- [Exercise details]:
Please rewrite the rows below as a numbered list, covering only the span from the line with "Keypoint placement rule: for each instance of the street" through the end of the rows, both ends included, with blank lines left out.

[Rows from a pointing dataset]
————————

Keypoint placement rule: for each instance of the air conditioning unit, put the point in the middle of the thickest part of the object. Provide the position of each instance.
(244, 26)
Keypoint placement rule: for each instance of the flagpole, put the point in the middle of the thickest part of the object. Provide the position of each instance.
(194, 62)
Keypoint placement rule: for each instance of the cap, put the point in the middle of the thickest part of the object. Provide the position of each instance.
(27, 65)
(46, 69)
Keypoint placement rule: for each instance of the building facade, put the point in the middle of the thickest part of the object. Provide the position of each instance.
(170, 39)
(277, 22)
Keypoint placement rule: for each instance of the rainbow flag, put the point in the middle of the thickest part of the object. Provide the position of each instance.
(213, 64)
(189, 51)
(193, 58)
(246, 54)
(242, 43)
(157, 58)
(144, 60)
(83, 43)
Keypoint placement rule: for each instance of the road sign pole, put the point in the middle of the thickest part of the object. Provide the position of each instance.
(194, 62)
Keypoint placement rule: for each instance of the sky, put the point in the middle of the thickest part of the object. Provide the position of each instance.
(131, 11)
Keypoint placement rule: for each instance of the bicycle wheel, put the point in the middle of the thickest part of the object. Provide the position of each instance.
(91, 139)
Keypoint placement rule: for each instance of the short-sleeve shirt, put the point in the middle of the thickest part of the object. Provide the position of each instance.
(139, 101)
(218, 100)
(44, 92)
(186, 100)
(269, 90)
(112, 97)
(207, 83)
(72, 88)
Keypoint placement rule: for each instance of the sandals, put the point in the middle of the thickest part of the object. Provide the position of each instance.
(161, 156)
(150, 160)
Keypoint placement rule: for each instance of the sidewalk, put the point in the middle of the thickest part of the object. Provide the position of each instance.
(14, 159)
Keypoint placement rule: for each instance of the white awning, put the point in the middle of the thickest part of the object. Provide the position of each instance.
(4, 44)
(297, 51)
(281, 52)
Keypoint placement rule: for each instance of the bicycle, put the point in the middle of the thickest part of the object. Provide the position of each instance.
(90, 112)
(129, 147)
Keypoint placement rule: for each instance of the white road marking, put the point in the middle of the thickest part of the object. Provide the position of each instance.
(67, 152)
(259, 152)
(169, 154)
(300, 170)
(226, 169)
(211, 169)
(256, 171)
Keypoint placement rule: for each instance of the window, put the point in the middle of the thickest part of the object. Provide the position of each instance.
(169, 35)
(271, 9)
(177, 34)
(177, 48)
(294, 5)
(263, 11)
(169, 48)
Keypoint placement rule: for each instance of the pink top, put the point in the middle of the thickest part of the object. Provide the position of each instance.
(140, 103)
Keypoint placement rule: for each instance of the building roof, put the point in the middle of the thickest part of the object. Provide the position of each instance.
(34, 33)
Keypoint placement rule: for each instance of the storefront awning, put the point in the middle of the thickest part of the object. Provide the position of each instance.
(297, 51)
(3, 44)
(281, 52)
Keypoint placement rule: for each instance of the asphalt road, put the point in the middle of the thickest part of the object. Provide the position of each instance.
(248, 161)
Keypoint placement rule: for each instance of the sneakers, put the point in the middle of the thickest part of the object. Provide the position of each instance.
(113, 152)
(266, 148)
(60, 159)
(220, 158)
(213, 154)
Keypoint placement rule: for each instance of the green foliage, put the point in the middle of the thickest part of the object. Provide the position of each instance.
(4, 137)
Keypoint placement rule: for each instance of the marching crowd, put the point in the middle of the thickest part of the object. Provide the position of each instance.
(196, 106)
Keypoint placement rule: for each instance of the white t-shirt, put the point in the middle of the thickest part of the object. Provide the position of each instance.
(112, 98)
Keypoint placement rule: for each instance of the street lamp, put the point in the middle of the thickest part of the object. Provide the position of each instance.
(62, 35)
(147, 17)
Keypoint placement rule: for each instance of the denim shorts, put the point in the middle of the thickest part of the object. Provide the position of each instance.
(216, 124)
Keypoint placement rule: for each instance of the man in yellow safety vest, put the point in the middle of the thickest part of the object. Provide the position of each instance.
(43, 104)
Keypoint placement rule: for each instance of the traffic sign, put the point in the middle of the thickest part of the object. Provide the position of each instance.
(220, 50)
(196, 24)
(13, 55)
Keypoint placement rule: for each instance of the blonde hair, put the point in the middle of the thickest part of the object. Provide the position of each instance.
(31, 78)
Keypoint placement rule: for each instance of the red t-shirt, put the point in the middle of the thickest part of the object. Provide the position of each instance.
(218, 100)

————————

- [Response to this task]:
1. Keypoint placement rule: for each instance of the street lamp, put the point in the middle of the thickest part of the object. Provide the position of each instance.
2. (62, 35)
3. (147, 17)
4. Keypoint placement rule: for each instance of the denim shorts, put the point in the middle of the thickest part of the object. Provide the position of each instance.
5. (216, 124)
6. Keypoint placement rule: for each instance of the man in yellow safety vest, put the point in the middle of the thickest part of the object. Provide the position of each instance.
7. (43, 104)
8. Keypoint placement rule: for each instance of the traffic sign, put the point in the middle of the thickest part of the object. Provide the position of each instance.
9. (220, 50)
10. (196, 24)
11. (13, 55)
12. Keypoint placement rule: for each instance of the blonde hair, put the point in the middle of the thickest part of the object. Provide the position of each instance.
13. (31, 78)
14. Keypoint placement rule: for each instance of the red t-shirt, put the point in the middle of the thickest part of the object. Provide the position of each instance.
15. (218, 100)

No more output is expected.